**ACTIONS TO TAKE**
1/ In the Benedict Carey biography, what subject was Carey's University of Colorado degree in, and in what year did he graduate?
2/ Write out everything in the Benedict Carey biography from "- Born: Benedict" down to "science magazine Hippocrates.".

**TEXT PASSAGE**
════════
- Born: Benedict James Carey March 3, 1960 (age 66) San Francisco, California, United States
- Occupation: journalist
- Notable credit(s): Los Angeles Times The New York Times
- Spouse: Victoria von Biel
- Children: Isaac, Flora

= Benedict Carey =

American journalist

Benedict Carey (born 3 March 1960) is an American journalist and reporter on medical and science topics for The New York Times.

==Biography==
Carey was born on 3 March 1960 in San Francisco, and graduated from the University of Colorado with a degree in mathematics in 1983. In 1985 he enrolled in a one-year journalism program at Northwestern University in Evanston, Illinois and in 1987 joined the staff of San Francisco-based medical science magazine Hippocrates.

From 1997 he worked as a freelance journalist in Los Angeles, before securing a position as the health and fitness writer for the Los Angeles Times. A 2002 article on the health effects of drinking eight glasses of water a day won a Missouri Lifestyle Journalism Award.

Since 2004 Carey has worked as a science and medical writer for The New York Times.

He is the author of two science/math adventures for middle-schoolers, one called "Island of the Unknowns;" previously titled "The Unknowns", and "Poison Most Vial". He has also written a book about learning science titled "How We Learn: The Surprising Truth About When, Where, and Why It Happens."
════════
**MATERIAL SHOWN**
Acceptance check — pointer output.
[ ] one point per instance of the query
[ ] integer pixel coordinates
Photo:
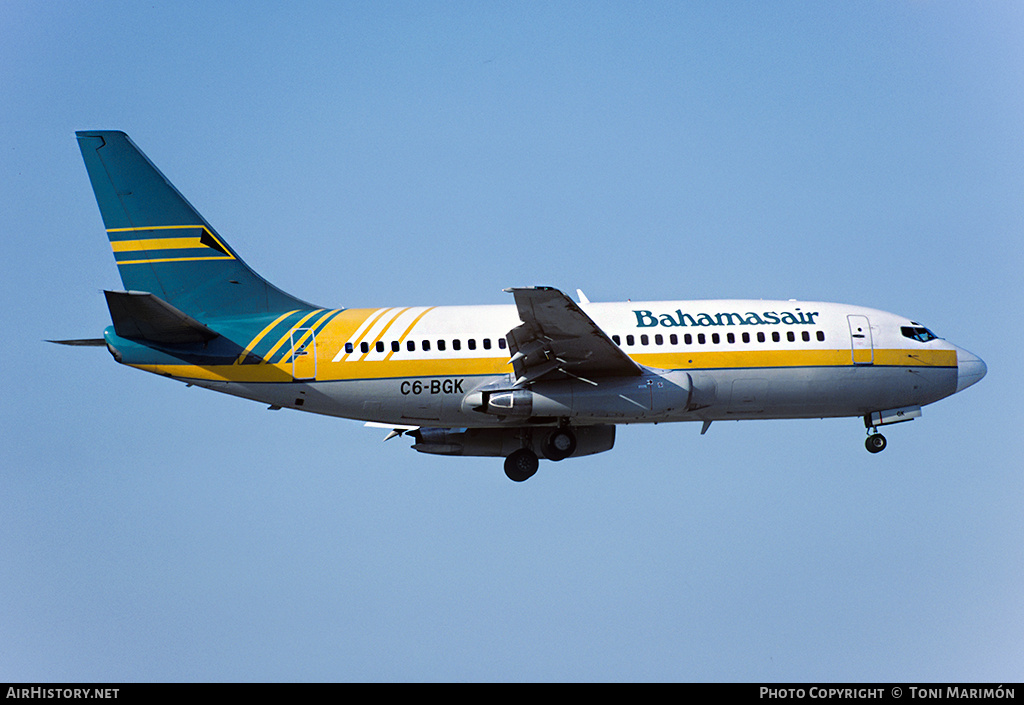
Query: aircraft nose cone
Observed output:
(970, 369)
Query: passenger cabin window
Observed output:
(919, 333)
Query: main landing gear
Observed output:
(522, 464)
(876, 443)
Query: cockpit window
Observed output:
(919, 333)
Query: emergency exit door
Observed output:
(860, 340)
(303, 354)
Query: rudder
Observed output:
(161, 243)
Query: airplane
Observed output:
(547, 377)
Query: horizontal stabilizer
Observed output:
(141, 316)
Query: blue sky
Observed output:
(403, 154)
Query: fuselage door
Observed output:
(303, 354)
(860, 340)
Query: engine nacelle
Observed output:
(502, 442)
(648, 396)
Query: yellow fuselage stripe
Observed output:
(437, 367)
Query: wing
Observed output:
(556, 336)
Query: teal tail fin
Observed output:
(162, 245)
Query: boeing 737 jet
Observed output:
(546, 377)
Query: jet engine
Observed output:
(503, 442)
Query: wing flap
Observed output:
(556, 336)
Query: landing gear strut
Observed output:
(521, 464)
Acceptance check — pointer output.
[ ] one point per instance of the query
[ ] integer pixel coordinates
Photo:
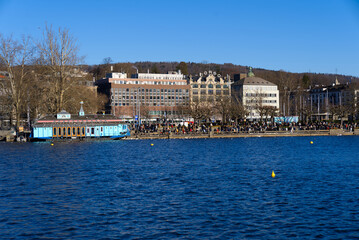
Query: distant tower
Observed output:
(81, 113)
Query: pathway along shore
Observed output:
(299, 133)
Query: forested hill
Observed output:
(281, 78)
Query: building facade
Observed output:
(209, 87)
(333, 102)
(146, 96)
(259, 97)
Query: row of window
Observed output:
(163, 113)
(148, 90)
(261, 95)
(211, 92)
(263, 101)
(148, 82)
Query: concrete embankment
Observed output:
(300, 133)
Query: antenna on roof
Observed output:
(81, 113)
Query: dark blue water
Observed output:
(181, 189)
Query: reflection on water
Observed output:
(210, 188)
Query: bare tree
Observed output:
(15, 57)
(59, 55)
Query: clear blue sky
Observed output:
(292, 35)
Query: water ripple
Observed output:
(181, 189)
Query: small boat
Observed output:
(65, 126)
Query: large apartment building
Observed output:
(209, 86)
(257, 95)
(146, 95)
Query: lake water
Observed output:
(181, 189)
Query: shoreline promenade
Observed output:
(213, 134)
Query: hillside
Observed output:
(281, 78)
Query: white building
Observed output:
(259, 97)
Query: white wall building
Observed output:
(255, 94)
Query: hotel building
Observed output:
(146, 96)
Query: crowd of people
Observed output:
(243, 127)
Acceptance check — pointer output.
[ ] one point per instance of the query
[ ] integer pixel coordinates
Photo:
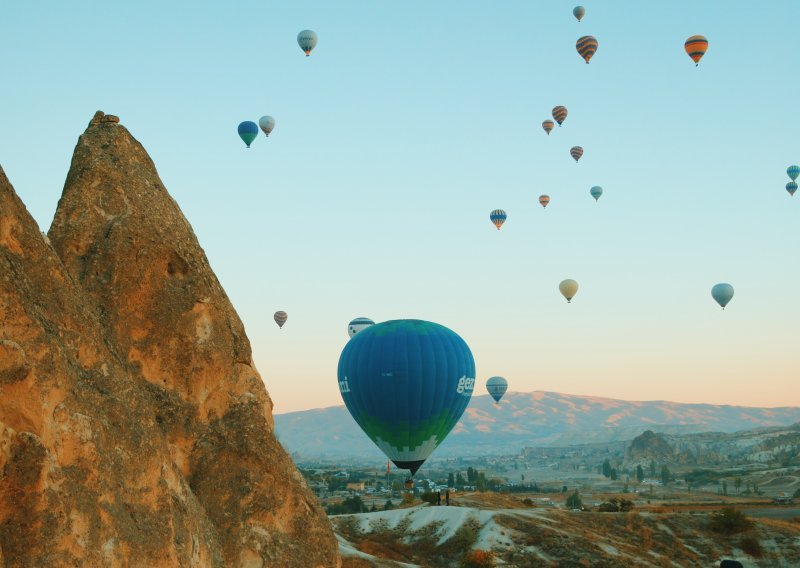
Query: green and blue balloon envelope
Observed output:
(497, 387)
(406, 383)
(722, 293)
(248, 130)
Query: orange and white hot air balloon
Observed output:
(696, 47)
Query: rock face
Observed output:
(134, 428)
(649, 445)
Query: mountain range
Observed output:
(538, 418)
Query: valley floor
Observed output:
(499, 530)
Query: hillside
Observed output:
(514, 535)
(530, 419)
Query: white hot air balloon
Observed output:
(266, 123)
(568, 288)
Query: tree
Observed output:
(574, 501)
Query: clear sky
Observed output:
(409, 123)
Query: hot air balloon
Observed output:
(586, 46)
(358, 324)
(568, 289)
(498, 217)
(722, 293)
(267, 123)
(248, 130)
(560, 114)
(280, 318)
(696, 47)
(307, 40)
(406, 383)
(497, 387)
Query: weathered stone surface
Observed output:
(85, 477)
(134, 428)
(126, 242)
(13, 362)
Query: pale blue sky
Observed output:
(409, 123)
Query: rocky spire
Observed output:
(134, 428)
(126, 242)
(86, 477)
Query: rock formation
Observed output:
(650, 446)
(134, 428)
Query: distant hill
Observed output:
(538, 418)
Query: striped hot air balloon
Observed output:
(248, 130)
(497, 387)
(406, 383)
(280, 318)
(696, 47)
(498, 217)
(307, 40)
(560, 114)
(586, 46)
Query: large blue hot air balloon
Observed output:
(406, 383)
(722, 293)
(497, 387)
(248, 130)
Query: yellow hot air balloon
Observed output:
(568, 289)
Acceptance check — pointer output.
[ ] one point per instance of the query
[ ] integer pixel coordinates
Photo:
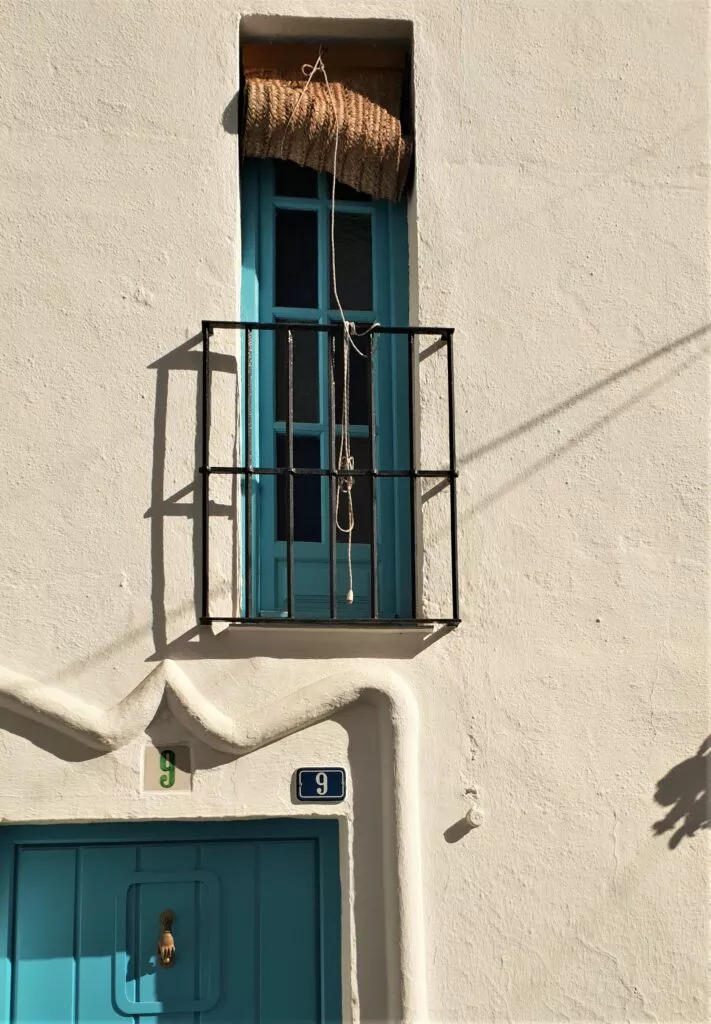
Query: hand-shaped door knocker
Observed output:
(166, 942)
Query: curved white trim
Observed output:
(107, 730)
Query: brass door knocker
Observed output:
(166, 942)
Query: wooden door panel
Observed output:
(254, 936)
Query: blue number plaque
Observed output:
(320, 784)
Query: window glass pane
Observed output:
(296, 263)
(361, 494)
(290, 179)
(305, 375)
(353, 261)
(306, 489)
(359, 390)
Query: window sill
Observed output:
(294, 639)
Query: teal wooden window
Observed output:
(286, 276)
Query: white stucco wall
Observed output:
(561, 229)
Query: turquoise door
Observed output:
(256, 924)
(287, 278)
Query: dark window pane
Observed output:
(359, 390)
(305, 376)
(345, 192)
(296, 264)
(306, 489)
(290, 179)
(353, 261)
(361, 494)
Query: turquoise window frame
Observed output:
(389, 241)
(324, 832)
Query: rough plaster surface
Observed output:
(561, 229)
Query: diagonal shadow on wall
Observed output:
(496, 443)
(685, 791)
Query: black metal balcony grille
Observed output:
(448, 475)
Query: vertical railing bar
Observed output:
(453, 475)
(290, 474)
(373, 485)
(248, 475)
(330, 342)
(207, 331)
(413, 479)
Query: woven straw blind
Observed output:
(367, 87)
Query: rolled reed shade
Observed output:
(285, 122)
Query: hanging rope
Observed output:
(345, 463)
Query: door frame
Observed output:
(325, 832)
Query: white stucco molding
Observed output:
(108, 730)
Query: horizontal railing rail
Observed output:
(248, 471)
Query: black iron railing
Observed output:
(248, 471)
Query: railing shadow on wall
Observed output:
(684, 790)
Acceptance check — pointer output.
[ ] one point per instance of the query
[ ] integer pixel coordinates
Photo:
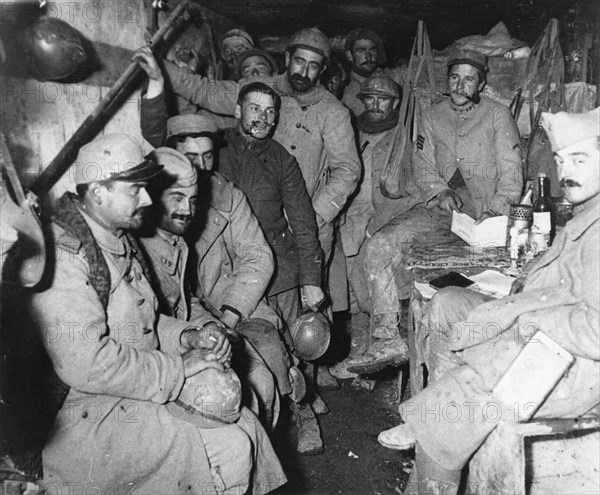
════════
**ANSWERS BELOW**
1/ Mathematics, in 1983.

2/
- Born: Benedict James Carey March 3, 1960 (age 66) San Francisco, California, United States
- Occupation: journalist
- Notable credit(s): Los Angeles Times The New York Times
- Spouse: Victoria von Biel
- Children: Isaac, Flora

= Benedict Carey =

American journalist

Benedict Carey (born 3 March 1960) is an American journalist and reporter on medical and science topics for The New York Times.

==Biography==
Carey was born on 3 March 1960 in San Francisco, and graduated from the University of Colorado with a degree in mathematics in 1983. In 1985 he enrolled in a one-year journalism program at Northwestern University in Evanston, Illinois and in 1987 joined the staff of San Francisco-based medical science magazine Hippocrates.